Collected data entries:
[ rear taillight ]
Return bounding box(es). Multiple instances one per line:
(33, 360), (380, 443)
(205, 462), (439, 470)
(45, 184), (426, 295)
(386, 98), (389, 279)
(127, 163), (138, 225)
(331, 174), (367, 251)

What to do: Reproduce all of the material above in full, with every request line unchanged, and add 17 to each coordinate in the two bounding-box lines that start "(127, 163)" and "(331, 174)".

Exercise output:
[ rear taillight ]
Return bounding box(es). Multiple instances one per line:
(33, 360), (380, 443)
(205, 462), (439, 470)
(45, 184), (426, 295)
(386, 98), (389, 279)
(144, 180), (155, 242)
(348, 191), (384, 268)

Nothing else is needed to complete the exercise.